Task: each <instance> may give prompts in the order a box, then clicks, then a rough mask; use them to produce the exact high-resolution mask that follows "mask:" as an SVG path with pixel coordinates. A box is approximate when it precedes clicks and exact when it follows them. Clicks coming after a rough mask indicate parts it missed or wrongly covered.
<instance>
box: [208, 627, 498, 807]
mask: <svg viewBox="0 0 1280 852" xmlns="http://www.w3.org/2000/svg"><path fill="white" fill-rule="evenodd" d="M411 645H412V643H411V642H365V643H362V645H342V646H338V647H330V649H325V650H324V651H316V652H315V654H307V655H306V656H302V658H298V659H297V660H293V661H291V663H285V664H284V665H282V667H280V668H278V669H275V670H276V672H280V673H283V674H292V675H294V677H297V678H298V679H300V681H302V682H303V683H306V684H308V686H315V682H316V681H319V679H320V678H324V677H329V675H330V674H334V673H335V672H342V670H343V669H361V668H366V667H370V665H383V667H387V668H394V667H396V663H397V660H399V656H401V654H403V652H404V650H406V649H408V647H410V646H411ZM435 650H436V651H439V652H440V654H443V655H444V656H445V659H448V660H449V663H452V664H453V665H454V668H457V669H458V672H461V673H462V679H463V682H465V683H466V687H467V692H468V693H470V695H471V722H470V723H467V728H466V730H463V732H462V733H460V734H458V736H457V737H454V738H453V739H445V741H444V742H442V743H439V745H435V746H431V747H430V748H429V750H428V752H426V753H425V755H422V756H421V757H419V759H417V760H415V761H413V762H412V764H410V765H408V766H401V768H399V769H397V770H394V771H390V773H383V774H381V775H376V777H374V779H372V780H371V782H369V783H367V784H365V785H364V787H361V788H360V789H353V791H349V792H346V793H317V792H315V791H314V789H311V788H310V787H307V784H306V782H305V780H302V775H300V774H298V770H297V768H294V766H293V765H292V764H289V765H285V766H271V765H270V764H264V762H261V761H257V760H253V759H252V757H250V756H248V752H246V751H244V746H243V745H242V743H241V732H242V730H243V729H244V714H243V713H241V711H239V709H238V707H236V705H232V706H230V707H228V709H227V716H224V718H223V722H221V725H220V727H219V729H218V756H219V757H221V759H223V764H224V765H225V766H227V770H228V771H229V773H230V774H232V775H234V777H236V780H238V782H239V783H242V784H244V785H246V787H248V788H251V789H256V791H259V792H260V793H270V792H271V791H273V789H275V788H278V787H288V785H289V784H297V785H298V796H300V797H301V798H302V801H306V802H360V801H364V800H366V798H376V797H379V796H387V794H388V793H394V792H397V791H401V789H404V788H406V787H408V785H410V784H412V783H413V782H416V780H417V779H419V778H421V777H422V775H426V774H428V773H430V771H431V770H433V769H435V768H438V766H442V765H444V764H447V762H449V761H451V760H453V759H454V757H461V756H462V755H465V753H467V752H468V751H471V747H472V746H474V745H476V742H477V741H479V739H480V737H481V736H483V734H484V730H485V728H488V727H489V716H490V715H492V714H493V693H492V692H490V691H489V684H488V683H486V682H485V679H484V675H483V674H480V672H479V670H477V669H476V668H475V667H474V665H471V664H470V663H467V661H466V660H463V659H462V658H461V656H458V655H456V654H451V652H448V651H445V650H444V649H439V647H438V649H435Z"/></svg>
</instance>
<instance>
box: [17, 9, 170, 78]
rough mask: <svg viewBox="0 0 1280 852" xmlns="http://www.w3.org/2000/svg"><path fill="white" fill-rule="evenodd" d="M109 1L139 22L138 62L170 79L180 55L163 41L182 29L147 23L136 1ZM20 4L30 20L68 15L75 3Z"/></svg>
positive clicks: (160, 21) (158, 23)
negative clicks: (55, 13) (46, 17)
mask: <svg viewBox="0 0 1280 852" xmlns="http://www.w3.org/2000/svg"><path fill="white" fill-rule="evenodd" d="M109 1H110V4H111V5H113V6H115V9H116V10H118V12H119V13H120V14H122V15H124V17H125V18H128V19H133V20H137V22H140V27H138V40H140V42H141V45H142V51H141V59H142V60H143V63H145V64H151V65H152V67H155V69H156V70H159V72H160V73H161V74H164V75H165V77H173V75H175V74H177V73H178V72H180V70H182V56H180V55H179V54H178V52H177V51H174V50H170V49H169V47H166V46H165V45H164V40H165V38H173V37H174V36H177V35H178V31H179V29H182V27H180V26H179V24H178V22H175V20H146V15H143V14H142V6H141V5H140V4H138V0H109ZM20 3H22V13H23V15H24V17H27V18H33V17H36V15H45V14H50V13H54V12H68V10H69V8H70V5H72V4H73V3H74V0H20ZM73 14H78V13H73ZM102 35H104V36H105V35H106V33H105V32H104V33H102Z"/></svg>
============================================================
▶ **Your task**:
All of the data must be written out again, exactly as it stands.

▶ **Exercise response**:
Task: each <instance> may give prompts in the order a box, then clicks, then a rough mask; use them to produce the exact high-resolution mask that follows "mask:" as an SVG path with pixel coordinates. A box is approximate when it precedes clicks and exact when it follows them. Clicks coming after a rough mask indicate parts it missed or wrongly covered.
<instance>
box: [208, 627, 498, 807]
mask: <svg viewBox="0 0 1280 852" xmlns="http://www.w3.org/2000/svg"><path fill="white" fill-rule="evenodd" d="M411 645H412V643H411V642H365V643H362V645H342V646H338V647H330V649H325V650H324V651H316V652H315V654H307V655H306V656H302V658H298V659H297V660H293V661H291V663H285V664H284V665H282V667H280V668H278V669H275V670H276V672H280V673H283V674H292V675H294V677H297V678H298V679H300V681H302V682H303V683H306V684H308V686H315V682H316V681H319V679H320V678H324V677H329V675H330V674H334V673H335V672H342V670H343V669H361V668H366V667H370V665H383V667H387V668H394V667H396V663H397V660H399V656H401V654H403V652H404V650H406V649H408V647H410V646H411ZM435 650H436V651H439V652H440V654H443V655H444V656H445V659H448V660H449V663H452V664H453V665H454V668H457V669H458V672H461V673H462V679H463V682H465V683H466V687H467V692H468V693H470V695H471V722H470V723H467V728H466V730H463V732H462V733H460V734H458V736H457V737H454V738H453V739H445V741H444V742H442V743H439V745H435V746H431V747H430V748H429V750H428V752H426V753H425V755H422V756H421V757H419V759H417V760H415V761H413V762H412V764H410V765H408V766H401V768H399V769H397V770H394V771H390V773H383V774H381V775H376V777H374V779H372V780H371V782H369V783H367V784H365V785H364V787H361V788H360V789H353V791H349V792H346V793H317V792H315V791H314V789H311V788H310V787H307V784H306V782H305V780H302V775H300V774H298V770H297V768H294V766H293V765H292V764H289V765H285V766H271V765H270V764H264V762H261V761H257V760H253V759H252V757H250V756H248V752H246V751H244V746H243V745H242V743H241V732H242V730H243V729H244V714H243V713H241V711H239V709H238V707H236V705H232V706H230V707H228V709H227V716H224V718H223V722H221V725H220V727H219V729H218V756H219V757H221V759H223V764H224V765H225V766H227V770H228V771H229V773H230V774H232V775H234V777H236V780H238V782H239V783H242V784H244V785H246V787H248V788H251V789H256V791H259V792H260V793H270V792H271V791H273V789H275V788H278V787H288V785H289V784H297V785H298V796H300V797H301V798H302V801H306V802H360V801H364V800H366V798H376V797H379V796H387V794H388V793H394V792H397V791H401V789H404V788H406V787H408V785H410V784H412V783H413V782H416V780H417V779H419V778H421V777H422V775H426V774H428V773H430V771H431V770H433V769H435V768H438V766H442V765H444V764H447V762H449V761H451V760H453V759H454V757H461V756H462V755H465V753H467V752H468V751H471V747H472V746H474V745H476V742H477V741H479V739H480V737H481V736H483V734H484V730H485V728H488V727H489V716H490V715H492V714H493V693H492V692H490V691H489V684H488V683H486V682H485V679H484V675H483V674H480V672H479V670H477V669H476V668H475V667H474V665H471V664H470V663H467V661H466V660H463V659H462V658H461V656H458V655H456V654H451V652H448V651H445V650H444V649H439V647H438V649H435Z"/></svg>
</instance>
<instance>
box: [17, 9, 170, 78]
rough mask: <svg viewBox="0 0 1280 852" xmlns="http://www.w3.org/2000/svg"><path fill="white" fill-rule="evenodd" d="M109 1L139 22L138 62L170 79L180 55L163 41L182 29L147 23L136 1ZM20 4L30 20L68 15L75 3Z"/></svg>
positive clicks: (160, 21) (158, 23)
negative clicks: (55, 13) (46, 17)
mask: <svg viewBox="0 0 1280 852" xmlns="http://www.w3.org/2000/svg"><path fill="white" fill-rule="evenodd" d="M109 1H110V4H111V5H113V6H115V9H116V10H118V12H119V13H120V14H122V15H124V17H125V18H128V19H133V20H137V22H140V27H138V40H140V42H141V45H142V51H141V59H142V60H143V63H145V64H151V65H152V67H155V69H156V70H159V72H160V73H161V74H164V75H165V77H173V75H175V74H177V73H178V72H180V70H182V56H180V55H179V54H178V52H177V51H174V50H170V49H169V47H166V46H165V45H164V40H165V38H173V37H174V36H177V35H178V31H179V29H182V27H180V26H179V24H178V22H175V20H146V15H143V14H142V6H141V5H140V4H138V0H109ZM20 3H22V13H23V15H24V17H27V18H33V17H36V15H45V14H50V13H54V12H68V10H69V8H70V5H72V4H73V3H74V0H20ZM73 14H78V13H73ZM102 35H104V36H105V35H106V33H105V32H104V33H102Z"/></svg>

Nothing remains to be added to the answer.